[Start of Attachment]

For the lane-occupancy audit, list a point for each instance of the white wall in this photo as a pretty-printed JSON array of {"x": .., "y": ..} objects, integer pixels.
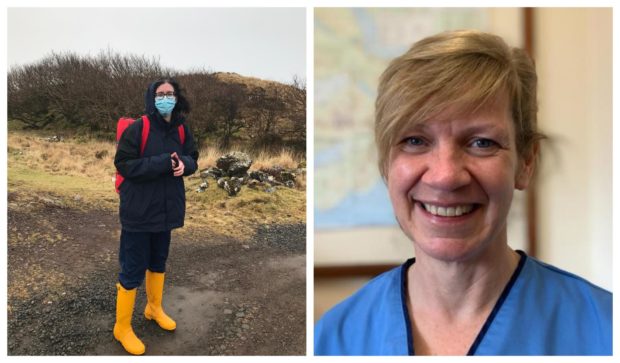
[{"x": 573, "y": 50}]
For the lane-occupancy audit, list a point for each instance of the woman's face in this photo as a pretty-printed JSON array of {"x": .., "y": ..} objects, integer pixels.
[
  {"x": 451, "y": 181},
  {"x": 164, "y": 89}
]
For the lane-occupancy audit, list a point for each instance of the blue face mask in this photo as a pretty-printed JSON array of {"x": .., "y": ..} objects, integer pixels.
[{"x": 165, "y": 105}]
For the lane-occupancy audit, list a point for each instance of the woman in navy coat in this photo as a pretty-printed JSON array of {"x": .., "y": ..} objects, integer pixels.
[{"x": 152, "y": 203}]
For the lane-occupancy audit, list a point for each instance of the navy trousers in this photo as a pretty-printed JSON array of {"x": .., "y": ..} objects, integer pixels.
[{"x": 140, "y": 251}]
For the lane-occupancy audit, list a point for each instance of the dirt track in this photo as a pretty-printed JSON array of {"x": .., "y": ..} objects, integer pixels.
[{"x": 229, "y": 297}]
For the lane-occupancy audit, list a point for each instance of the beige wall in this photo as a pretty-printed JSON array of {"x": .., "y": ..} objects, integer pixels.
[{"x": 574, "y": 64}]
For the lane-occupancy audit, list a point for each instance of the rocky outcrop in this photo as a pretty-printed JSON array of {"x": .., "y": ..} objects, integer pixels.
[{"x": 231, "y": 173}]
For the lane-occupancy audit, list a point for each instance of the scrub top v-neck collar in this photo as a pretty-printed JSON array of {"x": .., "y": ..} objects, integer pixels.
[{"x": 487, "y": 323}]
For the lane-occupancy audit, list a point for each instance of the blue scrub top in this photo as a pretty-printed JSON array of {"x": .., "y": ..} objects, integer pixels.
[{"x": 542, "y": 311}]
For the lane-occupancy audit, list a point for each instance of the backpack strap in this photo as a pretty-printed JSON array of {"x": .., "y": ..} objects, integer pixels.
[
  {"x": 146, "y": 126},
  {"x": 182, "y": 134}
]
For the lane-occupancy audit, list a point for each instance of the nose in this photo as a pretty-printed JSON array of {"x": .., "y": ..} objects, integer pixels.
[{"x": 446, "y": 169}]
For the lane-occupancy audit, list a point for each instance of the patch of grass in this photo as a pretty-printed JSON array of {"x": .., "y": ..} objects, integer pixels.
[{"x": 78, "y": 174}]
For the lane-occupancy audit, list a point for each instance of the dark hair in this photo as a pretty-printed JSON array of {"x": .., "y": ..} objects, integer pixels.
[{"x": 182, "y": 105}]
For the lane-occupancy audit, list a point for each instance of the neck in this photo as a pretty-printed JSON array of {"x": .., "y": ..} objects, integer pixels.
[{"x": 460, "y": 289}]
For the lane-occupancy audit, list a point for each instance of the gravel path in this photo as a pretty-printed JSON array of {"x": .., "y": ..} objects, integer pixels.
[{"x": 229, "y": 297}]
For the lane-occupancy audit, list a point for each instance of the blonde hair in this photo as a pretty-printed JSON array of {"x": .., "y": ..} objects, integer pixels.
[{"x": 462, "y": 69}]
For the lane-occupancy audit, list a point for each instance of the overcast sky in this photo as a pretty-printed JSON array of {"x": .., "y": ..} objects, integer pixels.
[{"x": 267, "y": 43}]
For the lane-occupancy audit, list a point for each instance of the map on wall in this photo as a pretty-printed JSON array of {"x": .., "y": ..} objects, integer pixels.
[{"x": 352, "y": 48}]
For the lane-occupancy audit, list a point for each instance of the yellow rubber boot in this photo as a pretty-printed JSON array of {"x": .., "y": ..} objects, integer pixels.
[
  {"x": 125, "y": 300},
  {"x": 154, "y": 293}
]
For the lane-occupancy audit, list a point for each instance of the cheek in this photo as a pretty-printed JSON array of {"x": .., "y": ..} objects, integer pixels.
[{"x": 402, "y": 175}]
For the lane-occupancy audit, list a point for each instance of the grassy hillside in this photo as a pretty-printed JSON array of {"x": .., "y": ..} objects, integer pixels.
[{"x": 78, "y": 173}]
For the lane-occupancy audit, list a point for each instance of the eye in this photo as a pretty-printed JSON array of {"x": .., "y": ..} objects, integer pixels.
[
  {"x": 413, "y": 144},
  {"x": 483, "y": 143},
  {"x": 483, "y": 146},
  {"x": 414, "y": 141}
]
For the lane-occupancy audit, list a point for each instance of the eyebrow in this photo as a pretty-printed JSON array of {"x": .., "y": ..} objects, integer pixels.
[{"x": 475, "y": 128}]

[End of Attachment]

▶ [Required action] Copy the records above exactly, starting at the line that contains "of the grassy" and ending at the last line, and leave out all earlier lines.

▶ [Exercise answer]
For the lane-occupancy audit, list a point for each instance of the grassy hillside in this photo as a pretty-printed JSON array of {"x": .., "y": ..} objects, integer pixels.
[{"x": 78, "y": 173}]
For the lane-occupancy audit, list a point for each instance of the eye in this photo as a pretty-printed JSON array of {"x": .., "y": ..} objects, integer pixels.
[
  {"x": 413, "y": 144},
  {"x": 483, "y": 143},
  {"x": 483, "y": 146},
  {"x": 414, "y": 141}
]
For the lane-occupancy audit, list a point for each instance of the eyebrow in this photo as a pretty-printed JSON array of {"x": .., "y": ..} objects, integer pixels.
[{"x": 475, "y": 128}]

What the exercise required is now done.